Request
Set down word for word the passage of the business banking text below, from "When putting together" to "for new capital.".

** Start of Text shown **

The bank job

By at home

bank wording 28 2 12It’s all but indispensable for any start-up – but business banking can be significantly more complex than the personal kind. Nevertheless, get things right from the off, with a good bank, and you could be laughing…

When putting together a checklist of all the services your business will require to function, you should make sure that “banking” comes at or very near the top. Money is the lifeblood of your company (and of course is almost certainly the reason you’re setting up your business in the first place) and ensuring that the blood flows as smoothly as possible will almost certainly mean engaging with a bank or banks in a number of ways. Getting this engagement right from the very beginning will prove invaluable as your business grows – especially in case of financial difficulty or the emergence of a requirement for new capital.

Generally speaking, a bank will serve your business in one of two ways: handling incoming and outgoing money and storing your cash; and lending. These activities are very different and should be approached independently; it might be that your day-to-day operational needs are best fulfilled by one bank, but you turn to another for financing. You need to ensure that you choose the best bank for your business for each of your requirements – and that may mean working with two or even several different institutions. There is often a temptation simply to use the bank with which you have your personal account, but this might not be the best option on the market so do shop around before committing yourself to any particular bank.

** End of Text shown **
** Start of Material shown **

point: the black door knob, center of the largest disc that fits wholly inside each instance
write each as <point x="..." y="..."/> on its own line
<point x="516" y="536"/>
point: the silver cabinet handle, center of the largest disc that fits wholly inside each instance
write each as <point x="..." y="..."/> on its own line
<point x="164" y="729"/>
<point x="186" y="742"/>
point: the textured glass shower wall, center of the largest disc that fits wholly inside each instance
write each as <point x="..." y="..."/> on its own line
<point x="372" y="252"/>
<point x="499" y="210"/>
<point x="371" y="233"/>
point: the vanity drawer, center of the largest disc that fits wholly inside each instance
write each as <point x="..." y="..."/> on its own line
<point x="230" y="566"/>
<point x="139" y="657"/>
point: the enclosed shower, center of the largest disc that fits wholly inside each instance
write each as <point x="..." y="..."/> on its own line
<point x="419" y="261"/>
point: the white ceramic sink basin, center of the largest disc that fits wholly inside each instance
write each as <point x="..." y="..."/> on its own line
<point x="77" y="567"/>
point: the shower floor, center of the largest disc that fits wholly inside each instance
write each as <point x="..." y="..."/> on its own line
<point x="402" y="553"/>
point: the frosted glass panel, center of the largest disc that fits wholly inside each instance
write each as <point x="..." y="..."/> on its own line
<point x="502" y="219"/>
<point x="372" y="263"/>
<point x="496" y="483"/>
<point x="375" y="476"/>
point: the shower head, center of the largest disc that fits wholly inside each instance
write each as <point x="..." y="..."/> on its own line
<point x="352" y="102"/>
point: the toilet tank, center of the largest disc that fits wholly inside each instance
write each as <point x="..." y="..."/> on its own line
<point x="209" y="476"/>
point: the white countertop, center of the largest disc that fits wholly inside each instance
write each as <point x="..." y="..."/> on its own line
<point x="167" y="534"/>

** End of Material shown **

Solution to this task
When putting together a checklist of all the services your business will require to function, you should make sure that “banking” comes at or very near the top. Money is the lifeblood of your company (and of course is almost certainly the reason you’re setting up your business in the first place) and ensuring that the blood flows as smoothly as possible will almost certainly mean engaging with a bank or banks in a number of ways. Getting this engagement right from the very beginning will prove invaluable as your business grows – especially in case of financial difficulty or the emergence of a requirement for new capital.